WORK ITEM
Retype exactly, and only, the lines from the one that contains "Target: blurred green foliage" through the final line of the entries.

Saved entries
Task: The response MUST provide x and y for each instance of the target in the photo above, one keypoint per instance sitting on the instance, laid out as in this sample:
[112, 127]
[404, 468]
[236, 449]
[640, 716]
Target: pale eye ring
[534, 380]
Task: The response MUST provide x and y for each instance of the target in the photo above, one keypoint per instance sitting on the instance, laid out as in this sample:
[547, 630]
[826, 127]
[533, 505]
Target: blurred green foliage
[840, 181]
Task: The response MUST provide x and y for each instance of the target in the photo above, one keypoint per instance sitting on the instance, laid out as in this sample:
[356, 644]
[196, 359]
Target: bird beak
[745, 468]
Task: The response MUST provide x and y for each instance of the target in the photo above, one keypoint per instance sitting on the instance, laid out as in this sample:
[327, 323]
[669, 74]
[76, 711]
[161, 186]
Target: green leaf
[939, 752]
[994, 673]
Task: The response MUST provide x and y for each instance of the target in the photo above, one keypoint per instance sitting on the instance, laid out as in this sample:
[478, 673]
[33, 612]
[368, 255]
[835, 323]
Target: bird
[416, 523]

EXPECTED OUTPUT
Target: blurred green foliage
[840, 181]
Task: The response MUST provide x and y for each instance of the target in the photo above, one keypoint per instance sitting on the instance, laid out as in this sample:
[356, 644]
[196, 359]
Target: bird beak
[745, 468]
Task: The response MUST provide x and y for each instance of the target in the photo above, one keypoint per instance sitting on the instance, laid out as in this sample:
[327, 323]
[669, 74]
[76, 711]
[161, 186]
Target: green leaf
[939, 752]
[994, 673]
Task: The response MUST provide x and y for each instance of the target in the photo above, one keypoint per instance sitting on the instance, laid out as in this sample:
[478, 673]
[33, 612]
[368, 255]
[835, 323]
Target: bird
[416, 523]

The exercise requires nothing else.